> [WHAT IS EXPECTED]:
Write the records out again exactly, leaving no images in.

> [STORED RECORDS]:
-*-*-

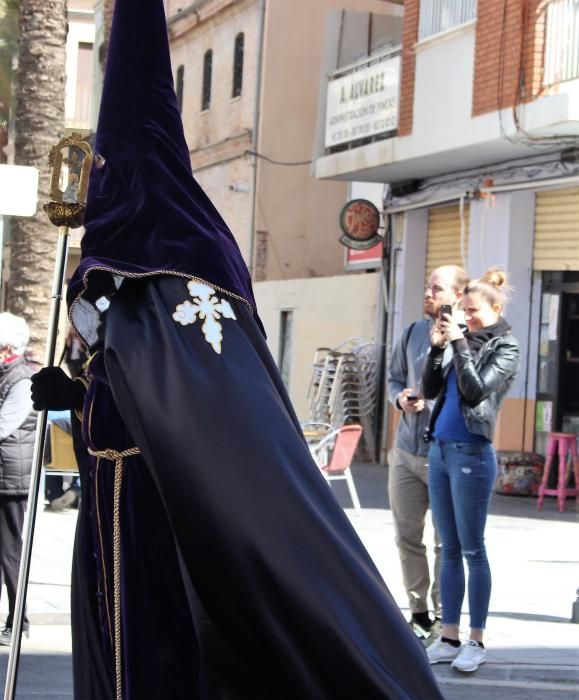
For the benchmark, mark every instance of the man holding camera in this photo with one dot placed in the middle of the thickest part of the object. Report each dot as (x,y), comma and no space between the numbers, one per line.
(408,476)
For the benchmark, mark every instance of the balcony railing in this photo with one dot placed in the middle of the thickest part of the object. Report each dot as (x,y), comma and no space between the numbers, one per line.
(561,42)
(437,16)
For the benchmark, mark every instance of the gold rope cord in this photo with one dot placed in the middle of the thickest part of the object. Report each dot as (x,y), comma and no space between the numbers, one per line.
(102,552)
(117,458)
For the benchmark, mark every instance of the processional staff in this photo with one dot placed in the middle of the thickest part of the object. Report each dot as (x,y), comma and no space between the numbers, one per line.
(65,210)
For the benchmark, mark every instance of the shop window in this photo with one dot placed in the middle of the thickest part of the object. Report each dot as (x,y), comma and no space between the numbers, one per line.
(238,65)
(207,70)
(179,83)
(438,17)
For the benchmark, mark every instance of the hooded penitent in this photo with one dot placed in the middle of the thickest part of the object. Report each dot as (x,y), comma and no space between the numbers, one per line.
(145,211)
(212,560)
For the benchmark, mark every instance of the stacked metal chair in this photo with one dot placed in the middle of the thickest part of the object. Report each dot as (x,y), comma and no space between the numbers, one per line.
(343,386)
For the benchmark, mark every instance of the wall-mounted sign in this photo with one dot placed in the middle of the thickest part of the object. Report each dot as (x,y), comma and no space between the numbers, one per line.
(18,190)
(370,259)
(360,221)
(363,103)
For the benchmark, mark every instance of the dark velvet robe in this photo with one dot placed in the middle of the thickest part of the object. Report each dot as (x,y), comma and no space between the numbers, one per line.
(241,576)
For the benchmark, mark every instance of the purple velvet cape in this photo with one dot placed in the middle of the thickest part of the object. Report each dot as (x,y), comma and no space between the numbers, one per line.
(145,212)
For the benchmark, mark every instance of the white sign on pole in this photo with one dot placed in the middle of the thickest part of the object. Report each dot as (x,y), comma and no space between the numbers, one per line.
(18,190)
(363,103)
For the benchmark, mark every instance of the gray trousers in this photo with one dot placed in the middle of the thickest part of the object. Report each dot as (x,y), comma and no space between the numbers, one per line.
(408,494)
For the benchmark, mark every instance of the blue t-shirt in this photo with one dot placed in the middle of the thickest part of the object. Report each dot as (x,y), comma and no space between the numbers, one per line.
(450,425)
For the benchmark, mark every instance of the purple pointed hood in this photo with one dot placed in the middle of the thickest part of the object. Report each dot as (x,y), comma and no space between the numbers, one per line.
(146,214)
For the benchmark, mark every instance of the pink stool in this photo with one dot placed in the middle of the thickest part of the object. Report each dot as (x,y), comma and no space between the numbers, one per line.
(565,442)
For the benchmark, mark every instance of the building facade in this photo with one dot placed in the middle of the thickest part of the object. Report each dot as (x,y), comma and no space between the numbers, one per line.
(247,75)
(480,160)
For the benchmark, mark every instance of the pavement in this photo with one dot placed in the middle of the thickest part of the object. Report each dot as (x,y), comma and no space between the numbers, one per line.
(532,646)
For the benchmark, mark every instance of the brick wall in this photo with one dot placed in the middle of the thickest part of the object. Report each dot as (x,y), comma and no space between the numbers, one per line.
(409,38)
(508,53)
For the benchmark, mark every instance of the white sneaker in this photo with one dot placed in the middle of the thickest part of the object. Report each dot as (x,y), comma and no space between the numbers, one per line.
(440,652)
(470,658)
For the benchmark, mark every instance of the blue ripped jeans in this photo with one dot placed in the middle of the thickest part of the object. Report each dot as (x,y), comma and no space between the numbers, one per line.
(460,481)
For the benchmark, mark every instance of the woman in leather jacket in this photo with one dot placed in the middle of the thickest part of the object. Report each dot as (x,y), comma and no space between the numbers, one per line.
(468,375)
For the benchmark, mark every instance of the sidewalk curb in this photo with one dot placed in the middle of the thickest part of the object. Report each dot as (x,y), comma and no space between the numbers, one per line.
(537,677)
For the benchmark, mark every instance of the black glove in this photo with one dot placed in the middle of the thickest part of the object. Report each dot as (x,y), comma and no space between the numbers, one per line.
(54,390)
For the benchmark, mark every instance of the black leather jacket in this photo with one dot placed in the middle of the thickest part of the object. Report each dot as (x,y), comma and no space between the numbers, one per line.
(483,379)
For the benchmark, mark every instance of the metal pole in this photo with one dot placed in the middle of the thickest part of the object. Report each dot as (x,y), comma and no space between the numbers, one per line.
(255,138)
(29,522)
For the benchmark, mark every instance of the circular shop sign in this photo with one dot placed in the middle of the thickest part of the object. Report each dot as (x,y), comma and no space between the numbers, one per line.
(359,221)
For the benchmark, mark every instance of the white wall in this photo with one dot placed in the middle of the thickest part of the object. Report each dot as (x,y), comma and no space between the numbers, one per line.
(79,31)
(326,311)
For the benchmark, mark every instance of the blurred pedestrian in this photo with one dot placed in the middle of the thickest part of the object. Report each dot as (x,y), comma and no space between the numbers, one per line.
(462,460)
(408,474)
(17,431)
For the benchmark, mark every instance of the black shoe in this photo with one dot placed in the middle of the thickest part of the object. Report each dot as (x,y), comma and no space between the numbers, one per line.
(6,635)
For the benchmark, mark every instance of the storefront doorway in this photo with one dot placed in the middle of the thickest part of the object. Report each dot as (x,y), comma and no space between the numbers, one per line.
(557,407)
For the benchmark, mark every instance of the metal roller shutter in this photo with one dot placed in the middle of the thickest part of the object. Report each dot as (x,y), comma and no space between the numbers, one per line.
(556,244)
(444,237)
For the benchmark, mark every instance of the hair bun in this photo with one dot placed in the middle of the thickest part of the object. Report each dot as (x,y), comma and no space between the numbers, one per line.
(495,276)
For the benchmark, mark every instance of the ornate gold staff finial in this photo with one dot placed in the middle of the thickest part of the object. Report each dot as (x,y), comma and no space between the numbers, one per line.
(67,206)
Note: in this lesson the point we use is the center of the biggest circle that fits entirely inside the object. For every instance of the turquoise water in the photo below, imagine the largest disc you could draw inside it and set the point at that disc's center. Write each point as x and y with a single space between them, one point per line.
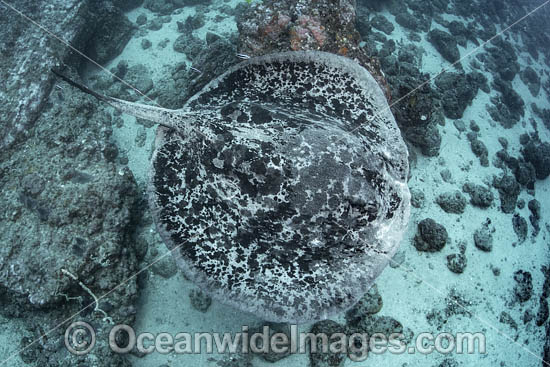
472 104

-*-*-

> [CORRECT ANSWER]:
For the benchmark, mark every instance of the man holding camera in this photo with one dot placed in the middle of the thickest part of the object. Report each dot as (x,y), comma and no space between the numbers, one per line.
(408,476)
For the benchmark, mark every instance of the balcony railing in this photo with one dot placed in the middle of the thickest part of the object. Report each dot as (x,y), comma and no space between the numbers, one per line.
(561,42)
(437,16)
For the benchmark, mark every instance of the gold rope cord in this photo with one dot placed in the middle of the thickest part of the object. Report each dot as (x,y), comma and no space between the numbers, one per line.
(102,552)
(117,458)
For the benchmark, mark every instance of the processional staff in this photo with one dot placed in the middle of the thickest part of the object. Report each dot as (x,y), comma and no space between the numbers, one per line.
(65,210)
For the benchmark, mark every instance of the shop window in this photo with one dot placed in the middle of the thickest part of the object. Report each dot as (x,y), comma and no space between the numbers, one per line.
(238,65)
(207,70)
(179,83)
(438,17)
For the benchmark, mark every instance of the hooded penitent in this photo with one dot placed in the middle of the thickest part of the object. Report each dot as (x,y), comma and no space between the numbers, one per line.
(145,211)
(212,560)
For the benchmark, mark every instance of the stacked metal chair in this photo with one dot placed in the middle of the thickest part of the object. Report each dot as (x,y), comma and no space between the numbers, one per line.
(343,386)
For the benchmark, mark every instance of the wall-mounted sign in this photo with one dot placed in the middle of the thickest part of the object. Report each dot as (x,y), comma and no space between the numbers, one per line.
(18,190)
(370,259)
(360,221)
(363,103)
For the benchmark, mark every instance of the dark velvet robe in this photo with one dot placed in the middle of the thickest part of the object. Report each dot as (x,y), comma and no space between the numbers, one per line.
(241,576)
For the benchmark, mark every instance of the purple velvet cape in this photo with one dot placed in the middle of the thickest part of the object. Report each dot as (x,y), comma and no space between the numbers, one per line.
(145,212)
For the benchmark, mark every instance of the white sign on pole in this photo with one dot placed in the middle of the thickest part of the object. Report each dot as (x,y), comma and no space between the numbers, one per line.
(18,190)
(363,103)
For the benchmark, mark every instance of the gray trousers in this photo with one dot placed in the middle of the thickest part of the object. Report each dot as (x,y), comma and no space between the numbers, one per line.
(408,494)
For the benchmark, mark every instance of the blue t-shirt in this photo with one dot placed in the middle of the thickest part of the object. Report each dot as (x,y), comma and no space between the numbers, one per line.
(450,425)
For the benchmark, mark every instance of the purple pointed hood in this photo with one dot placed in the middle of the thickest part of the object. Report each dot as (x,y), comma and no space between the numbers, one per line.
(146,214)
For the benchmark, mark every instance of the pink stool in this photo with one dot placed in the middle of the thickest part of the object. Report each dot as (x,y), comma and no space between the numbers, one per line.
(565,442)
For the benchmark, mark every instance of the building facade in this photo with one dot placed in the middle of the thickest part of the object. Report each dot as (x,y), comma and no space between the numbers, one per line.
(247,75)
(480,160)
For the benchmark, mark every instance of the pavement in this photo with one dot placed in the middle of the thickest part of the object. Report each dot as (x,y), comma and no space between the numbers, one per line.
(532,646)
For the benchmark, mark every instance of the brick wall in this photo with one dot placed in the middle of the thickest part of the object. Report each dot as (x,y), comma and no space between the numbers, one per line.
(409,38)
(508,53)
For the benchmark, mark every instance of the white sneaker in this photo with one dot placed in the middle of the thickest part of the object. Report each dot as (x,y), comma and no space between the numbers, one per line.
(440,652)
(470,658)
For the benchmark, mark every instance of the blue ripped jeans in this photo with one dot placed in the middle of the thickest part of the object. Report each dot as (x,y), comma and no space between the numbers, one per line.
(460,481)
For the benchmark, mark every instance of the woman in leather jacket in this photo with one dot placed in the middle of the thickest part of the object. Report each dot as (x,y), comma and no space between the numbers, one per line.
(468,375)
For the benchmark, mark every instance of the sidewalk curb in this photo with one dot placed in the middle of the thickest part of the object. Report each dot as (x,y), comma and no space between the numbers, one per line.
(537,677)
For the benchmark, mark every instance of the black glove in this photo with one dot placed in the middle of the thickest part of the object. Report each dot as (x,y), comma and no space between the numbers, one per line.
(54,390)
For the benchmark, mark every instance of the black leather jacket in this photo with one dot placed in the middle of the thickest part of the object. Report each dot as (x,y), comma and no space between the numbers, one per line.
(483,379)
For the benchmark, mark every instance of the metal pole in this photo with one dot placed in the middle of the thickest part of the object. Report each dot as (x,y), comma and no space between the numbers, one per line.
(255,138)
(29,522)
For the benchmark, mark every instance of the circular shop sign in this photo with one dot placed in the middle of the thickest part of the object. Report each dot as (x,y), comma and no space between the numbers, one per line.
(359,221)
For the benchmark, mark every instance of the white wall in this photo with one dot placed in the middle of the thickest part of the object. Report each dot as (x,y), comma and no space between the numbers, one per line.
(79,31)
(326,311)
For the benchmark, mark every instance of the blurred pedestrian in this photo with one dot placed in the middle of the thickest part of the object. Report each dot as (x,y), comma and no space between the numbers, one per line.
(462,460)
(408,474)
(17,431)
For the benchmark, mark every instance of the black shoe in this photo with one dot placed in the middle of the thickest part of the object. Report each dot as (x,y), comma and no space between the numbers, one per line.
(6,635)
For the benchmark, mark every instance of the storefront doorway in this photo with one dot placed in the middle of the thickest part of the object. Report each dot as (x,y), comma and no space between the numbers, one per line.
(557,407)
For the benchmark, mark every instance of the metal roller shutter in this photo with one dot placed in the middle of the thickest part of the object. Report each dot as (x,y), comma and no space between the numbers, one per line.
(556,244)
(444,237)
For the benchmark, mark every instance of the hair bun in this photo with one dot placed in the middle of the thickest part of the object. Report each dot as (x,y), comma and no space between the numbers, one per line.
(495,276)
For the benchmark, mark every instance of the ornate gold staff finial in this photo with one dot placed in the middle of the thickest part of the object. Report each dot as (x,y), comma and no space between the numbers, one per line.
(67,206)
Note: in this lesson the point we use is the center of the biggest circle that fits entirely inside the object. For every instance of the turquoise water in the photo below, imagine the largest disc you could draw inside it and set the point at that disc's center. Write each point as x and y with a single space between them, one point per line.
472 104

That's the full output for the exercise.